(Point annotation records)
════════════════

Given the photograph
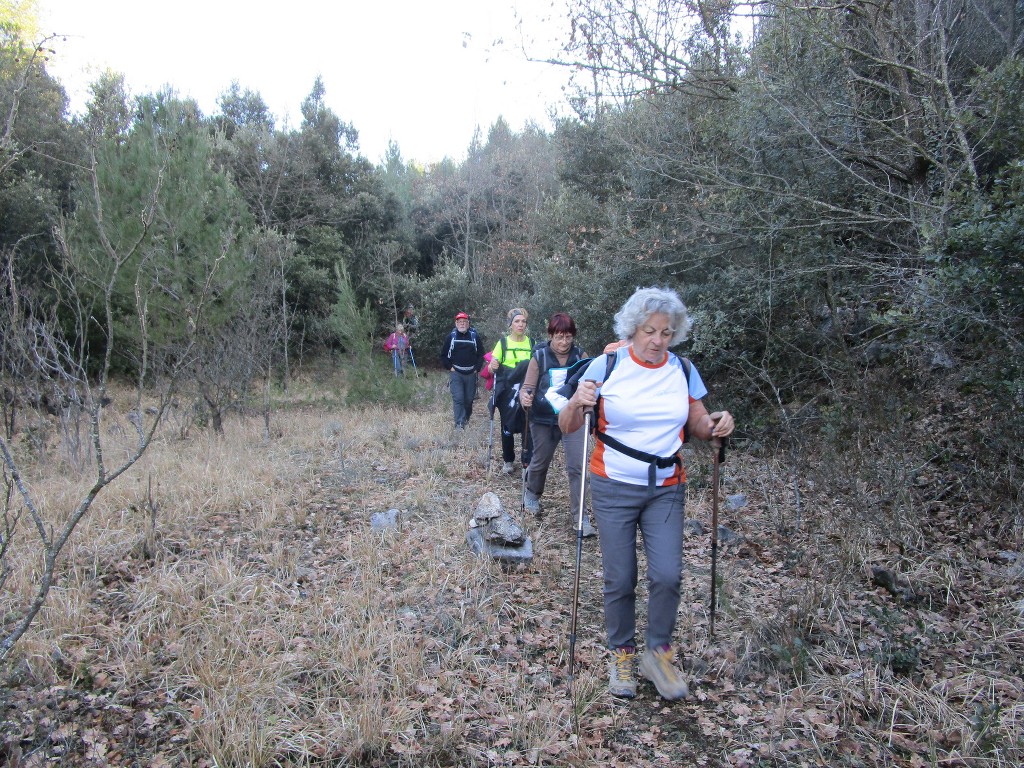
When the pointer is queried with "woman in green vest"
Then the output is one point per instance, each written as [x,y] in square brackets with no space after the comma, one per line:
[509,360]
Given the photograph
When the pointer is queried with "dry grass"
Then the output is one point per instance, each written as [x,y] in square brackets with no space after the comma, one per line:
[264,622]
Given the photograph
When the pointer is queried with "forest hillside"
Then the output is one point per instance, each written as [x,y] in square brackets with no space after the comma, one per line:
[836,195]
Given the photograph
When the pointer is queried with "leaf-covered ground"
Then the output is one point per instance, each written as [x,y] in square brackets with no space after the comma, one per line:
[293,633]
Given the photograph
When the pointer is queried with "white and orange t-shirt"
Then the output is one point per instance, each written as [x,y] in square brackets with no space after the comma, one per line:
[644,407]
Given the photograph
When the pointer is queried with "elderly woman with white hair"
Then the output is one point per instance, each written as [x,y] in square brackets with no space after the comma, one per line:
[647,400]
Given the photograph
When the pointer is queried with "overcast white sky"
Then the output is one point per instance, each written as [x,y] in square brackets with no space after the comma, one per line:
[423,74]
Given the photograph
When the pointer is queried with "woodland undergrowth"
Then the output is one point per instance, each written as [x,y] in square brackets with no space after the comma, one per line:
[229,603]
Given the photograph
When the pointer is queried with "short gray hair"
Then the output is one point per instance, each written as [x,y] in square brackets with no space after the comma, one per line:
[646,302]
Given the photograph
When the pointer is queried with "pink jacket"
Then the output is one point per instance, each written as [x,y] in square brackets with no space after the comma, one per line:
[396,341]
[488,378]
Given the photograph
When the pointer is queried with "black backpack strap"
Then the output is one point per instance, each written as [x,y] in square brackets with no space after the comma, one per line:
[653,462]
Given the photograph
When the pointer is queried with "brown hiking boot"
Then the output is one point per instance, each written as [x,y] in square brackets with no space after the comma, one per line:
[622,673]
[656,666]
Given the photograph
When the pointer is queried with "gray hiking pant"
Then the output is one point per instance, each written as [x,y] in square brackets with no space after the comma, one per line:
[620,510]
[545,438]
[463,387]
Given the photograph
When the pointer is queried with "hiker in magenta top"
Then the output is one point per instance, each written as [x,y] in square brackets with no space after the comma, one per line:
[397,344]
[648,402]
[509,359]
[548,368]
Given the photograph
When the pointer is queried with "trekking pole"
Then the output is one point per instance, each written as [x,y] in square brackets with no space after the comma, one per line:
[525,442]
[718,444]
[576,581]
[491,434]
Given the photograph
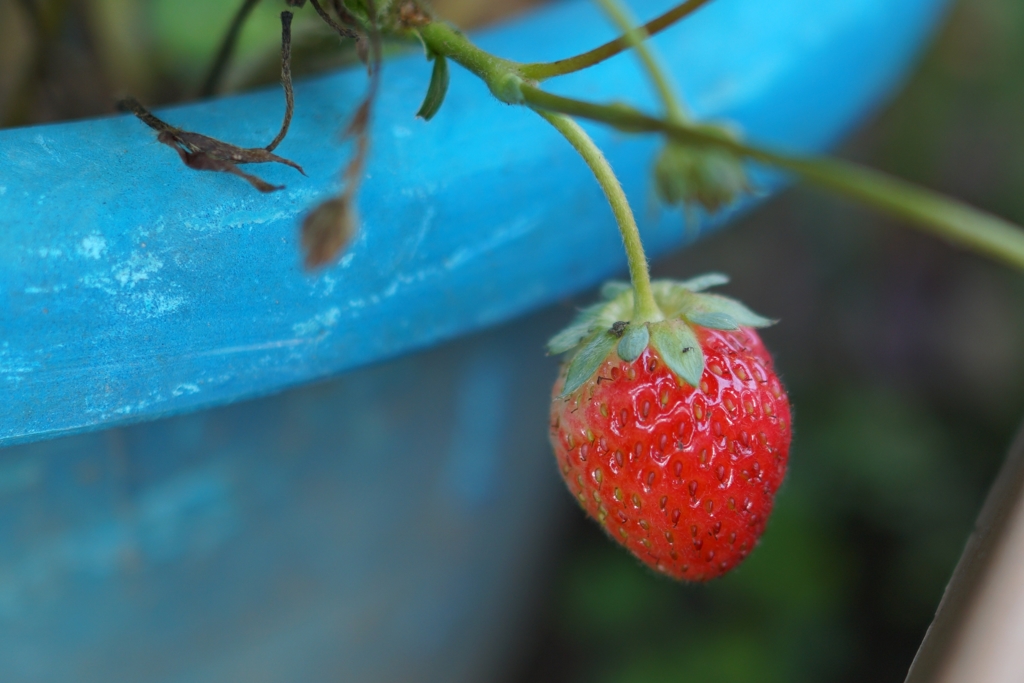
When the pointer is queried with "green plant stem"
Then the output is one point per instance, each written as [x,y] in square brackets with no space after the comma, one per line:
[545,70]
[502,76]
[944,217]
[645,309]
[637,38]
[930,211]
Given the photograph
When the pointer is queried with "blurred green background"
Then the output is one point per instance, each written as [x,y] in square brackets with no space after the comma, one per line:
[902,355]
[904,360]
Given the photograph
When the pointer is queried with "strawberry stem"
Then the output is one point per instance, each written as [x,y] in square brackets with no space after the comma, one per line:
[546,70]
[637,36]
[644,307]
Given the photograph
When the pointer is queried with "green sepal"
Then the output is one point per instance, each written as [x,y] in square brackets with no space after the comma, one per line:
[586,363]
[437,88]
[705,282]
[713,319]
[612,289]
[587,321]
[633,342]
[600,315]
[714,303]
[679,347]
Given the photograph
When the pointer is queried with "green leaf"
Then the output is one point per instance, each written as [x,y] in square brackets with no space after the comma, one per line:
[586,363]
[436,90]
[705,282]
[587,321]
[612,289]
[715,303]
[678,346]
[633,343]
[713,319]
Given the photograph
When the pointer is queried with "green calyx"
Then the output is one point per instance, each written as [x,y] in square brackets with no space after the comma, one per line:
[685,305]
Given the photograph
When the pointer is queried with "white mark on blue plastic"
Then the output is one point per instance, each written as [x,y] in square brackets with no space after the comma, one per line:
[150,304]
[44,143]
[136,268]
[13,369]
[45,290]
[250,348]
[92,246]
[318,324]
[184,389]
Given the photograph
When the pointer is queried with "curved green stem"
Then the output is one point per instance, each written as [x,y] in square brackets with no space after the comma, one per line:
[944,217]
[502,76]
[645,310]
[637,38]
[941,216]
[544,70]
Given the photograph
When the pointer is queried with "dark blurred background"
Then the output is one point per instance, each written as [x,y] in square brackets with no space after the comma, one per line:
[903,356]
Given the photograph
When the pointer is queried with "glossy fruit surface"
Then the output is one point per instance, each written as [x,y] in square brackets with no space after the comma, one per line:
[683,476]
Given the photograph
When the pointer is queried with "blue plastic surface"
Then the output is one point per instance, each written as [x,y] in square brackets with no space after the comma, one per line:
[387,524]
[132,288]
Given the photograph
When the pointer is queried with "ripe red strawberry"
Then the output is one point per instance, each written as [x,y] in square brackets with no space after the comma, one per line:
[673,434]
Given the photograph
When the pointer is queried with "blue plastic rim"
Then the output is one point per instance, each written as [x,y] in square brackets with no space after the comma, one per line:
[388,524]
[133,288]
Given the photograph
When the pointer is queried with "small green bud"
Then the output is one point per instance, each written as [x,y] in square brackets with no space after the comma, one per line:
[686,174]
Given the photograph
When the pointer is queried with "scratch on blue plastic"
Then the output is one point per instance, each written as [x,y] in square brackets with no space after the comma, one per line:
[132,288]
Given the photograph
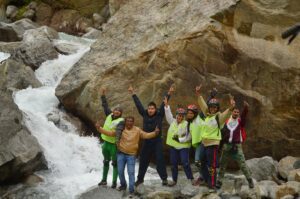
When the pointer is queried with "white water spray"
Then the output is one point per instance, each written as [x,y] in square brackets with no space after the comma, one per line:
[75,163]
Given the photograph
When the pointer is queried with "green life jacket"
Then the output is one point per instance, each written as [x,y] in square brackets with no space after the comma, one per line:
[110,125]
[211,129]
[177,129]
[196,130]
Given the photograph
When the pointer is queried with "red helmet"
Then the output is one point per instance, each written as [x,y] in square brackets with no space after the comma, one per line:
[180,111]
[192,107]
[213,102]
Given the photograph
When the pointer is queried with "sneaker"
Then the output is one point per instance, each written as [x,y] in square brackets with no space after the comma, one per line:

════════════════

To be done |
Please pull out every line of the records that contains the word "woman" and copy each one unchanged.

Written solution |
When the pointer is queried with "woman in green vest"
When the pointer is queried with "elderly woman with white hair"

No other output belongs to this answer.